** Begin Material supplied **

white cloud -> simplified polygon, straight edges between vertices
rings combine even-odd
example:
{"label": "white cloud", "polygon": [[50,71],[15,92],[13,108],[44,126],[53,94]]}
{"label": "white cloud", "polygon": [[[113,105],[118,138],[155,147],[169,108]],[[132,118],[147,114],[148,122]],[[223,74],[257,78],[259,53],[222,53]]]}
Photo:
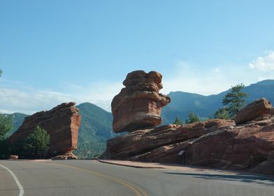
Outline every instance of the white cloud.
{"label": "white cloud", "polygon": [[271,51],[264,57],[259,57],[256,60],[249,64],[250,68],[256,69],[259,71],[274,70],[274,51]]}
{"label": "white cloud", "polygon": [[63,102],[75,102],[77,104],[90,102],[110,111],[113,97],[119,93],[122,85],[102,82],[87,86],[67,84],[62,92],[37,90],[20,83],[2,80],[0,83],[0,112],[20,112],[32,114],[49,110]]}

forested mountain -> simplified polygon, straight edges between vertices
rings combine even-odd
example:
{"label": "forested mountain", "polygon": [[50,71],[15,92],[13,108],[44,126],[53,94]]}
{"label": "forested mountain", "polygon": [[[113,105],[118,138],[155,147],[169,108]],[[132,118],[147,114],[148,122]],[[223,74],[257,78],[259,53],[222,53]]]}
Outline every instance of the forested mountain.
{"label": "forested mountain", "polygon": [[[190,112],[194,112],[200,118],[212,115],[222,107],[223,97],[228,91],[218,94],[203,96],[199,94],[171,92],[169,96],[171,102],[163,108],[164,124],[173,123],[176,117],[184,120]],[[274,103],[274,80],[266,80],[247,86],[244,92],[249,94],[247,103],[261,97],[266,97]],[[74,153],[79,158],[91,158],[103,153],[106,148],[106,141],[118,134],[112,131],[113,116],[101,108],[84,103],[77,106],[82,116],[79,130],[78,149]],[[27,115],[15,113],[13,115],[13,130],[17,130]]]}
{"label": "forested mountain", "polygon": [[[211,116],[219,108],[222,107],[224,96],[228,91],[209,96],[180,91],[171,92],[168,94],[171,102],[163,108],[164,122],[172,123],[176,117],[185,120],[190,112],[195,113],[200,118]],[[261,97],[266,97],[274,103],[274,80],[252,84],[245,87],[243,91],[249,94],[247,104]]]}

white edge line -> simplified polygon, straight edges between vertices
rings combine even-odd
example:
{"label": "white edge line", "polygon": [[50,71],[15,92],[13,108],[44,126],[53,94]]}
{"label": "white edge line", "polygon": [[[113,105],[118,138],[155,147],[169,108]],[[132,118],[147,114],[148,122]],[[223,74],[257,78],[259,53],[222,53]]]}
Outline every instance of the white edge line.
{"label": "white edge line", "polygon": [[8,167],[2,165],[0,164],[0,166],[2,167],[3,168],[6,169],[8,172],[10,173],[11,176],[13,177],[14,180],[15,181],[16,184],[18,186],[19,188],[19,195],[18,196],[23,196],[24,195],[24,188],[22,187],[22,184],[20,183],[20,181],[18,180],[17,177],[16,177],[15,174]]}

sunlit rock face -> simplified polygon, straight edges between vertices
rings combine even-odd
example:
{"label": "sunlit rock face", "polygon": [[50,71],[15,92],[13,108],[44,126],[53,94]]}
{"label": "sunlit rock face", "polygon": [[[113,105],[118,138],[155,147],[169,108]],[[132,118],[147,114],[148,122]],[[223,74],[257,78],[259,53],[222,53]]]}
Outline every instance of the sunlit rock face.
{"label": "sunlit rock face", "polygon": [[129,73],[125,86],[111,103],[115,132],[155,127],[162,122],[161,108],[171,99],[159,93],[163,88],[161,75],[156,71]]}
{"label": "sunlit rock face", "polygon": [[271,107],[271,103],[266,98],[256,100],[238,113],[235,117],[235,123],[240,125],[252,120],[264,113],[269,113]]}
{"label": "sunlit rock face", "polygon": [[185,150],[187,164],[274,175],[271,107],[265,99],[247,105],[238,115],[244,122],[240,125],[213,119],[135,130],[108,140],[101,158],[178,164],[178,154]]}
{"label": "sunlit rock face", "polygon": [[37,126],[50,135],[50,155],[72,153],[77,148],[81,117],[75,102],[63,103],[50,111],[27,117],[9,139],[11,144],[28,136]]}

** End Material supplied **

** Task goal **
Write out all the items above again, swapping "simplified polygon" for "reduced polygon" wherever it appears and keeping everything else the same. Leave the pictures out.

** Response **
white cloud -> reduced polygon, straight edges between vertices
rings combine even-odd
example:
{"label": "white cloud", "polygon": [[50,71],[15,92],[13,108],[44,126],[53,94]]}
{"label": "white cloud", "polygon": [[[113,105],[118,138],[155,147],[169,108]],[[132,118],[147,114],[148,122]],[[223,74],[257,78],[259,53],[222,53]]]}
Photo:
Outline every instance of the white cloud.
{"label": "white cloud", "polygon": [[271,51],[264,57],[259,57],[256,60],[249,64],[250,68],[256,69],[259,71],[274,70],[274,51]]}
{"label": "white cloud", "polygon": [[63,102],[75,102],[77,104],[90,102],[110,111],[113,97],[119,93],[122,85],[102,82],[87,86],[67,84],[62,92],[37,90],[20,83],[2,80],[0,83],[0,112],[20,112],[32,114],[49,110]]}

forested mountain -> reduced polygon, straight edges between vertices
rings combine even-odd
example:
{"label": "forested mountain", "polygon": [[50,71],[15,92],[13,108],[44,126],[53,94]]}
{"label": "forested mountain", "polygon": [[[113,105],[118,138],[155,147],[169,108]],[[132,118],[147,114],[148,122]],[[223,74],[257,78],[259,53],[222,53]]]}
Outline every instance of the forested mountain.
{"label": "forested mountain", "polygon": [[[190,112],[194,112],[200,118],[212,115],[222,107],[223,97],[228,91],[218,94],[203,96],[199,94],[171,92],[169,96],[171,102],[163,108],[164,124],[173,123],[176,117],[184,120]],[[274,103],[274,80],[266,80],[247,86],[244,92],[249,94],[247,103],[261,97],[266,97]],[[74,153],[79,158],[91,158],[103,153],[106,148],[106,141],[118,134],[112,131],[113,116],[101,108],[84,103],[77,106],[82,116],[79,130],[78,149]],[[27,115],[15,113],[13,115],[13,130],[17,130]]]}
{"label": "forested mountain", "polygon": [[[211,116],[219,108],[222,107],[224,96],[228,91],[209,96],[180,91],[171,92],[168,94],[171,102],[163,108],[164,122],[172,123],[176,117],[185,120],[190,112],[195,113],[200,118]],[[261,97],[266,97],[274,103],[274,80],[252,84],[245,87],[243,91],[249,94],[247,104]]]}

white edge line -> reduced polygon, straight edges between vertices
rings combine even-odd
example:
{"label": "white edge line", "polygon": [[50,71],[15,92],[13,108],[44,126],[53,94]]}
{"label": "white edge line", "polygon": [[[113,105],[118,138],[155,147],[169,108]],[[132,118],[147,114],[148,122]],[[223,74],[257,78],[259,53],[222,53]]]}
Outline every instance of the white edge line.
{"label": "white edge line", "polygon": [[8,167],[2,165],[0,164],[0,166],[2,167],[3,168],[6,169],[8,172],[10,173],[11,176],[13,177],[14,180],[15,181],[16,184],[18,186],[19,188],[19,195],[18,196],[23,196],[24,195],[24,188],[22,187],[22,184],[20,183],[20,181],[18,180],[17,177],[16,177],[15,174]]}

sunlit rock face -> reduced polygon, straight edges between vertices
rings combine even-odd
example:
{"label": "sunlit rock face", "polygon": [[50,71],[15,92],[13,108],[44,126],[53,94]]}
{"label": "sunlit rock face", "polygon": [[[113,105],[118,138],[155,147],[169,108]],[[132,118],[147,114],[148,122]],[[223,74],[257,78],[259,53],[222,53]]]}
Outline every instance of the sunlit rock face.
{"label": "sunlit rock face", "polygon": [[129,73],[125,86],[111,103],[115,132],[155,127],[162,122],[161,108],[171,99],[159,93],[163,88],[161,75],[156,71]]}
{"label": "sunlit rock face", "polygon": [[271,107],[271,103],[266,98],[256,100],[238,113],[235,117],[235,123],[240,125],[252,120],[264,113],[269,113]]}
{"label": "sunlit rock face", "polygon": [[185,150],[187,164],[274,175],[271,107],[265,99],[247,105],[238,115],[244,122],[240,125],[213,119],[135,130],[108,140],[101,158],[178,164],[178,154]]}
{"label": "sunlit rock face", "polygon": [[37,126],[50,135],[50,155],[72,153],[77,148],[81,117],[75,102],[63,103],[50,111],[27,117],[9,139],[11,144],[28,136]]}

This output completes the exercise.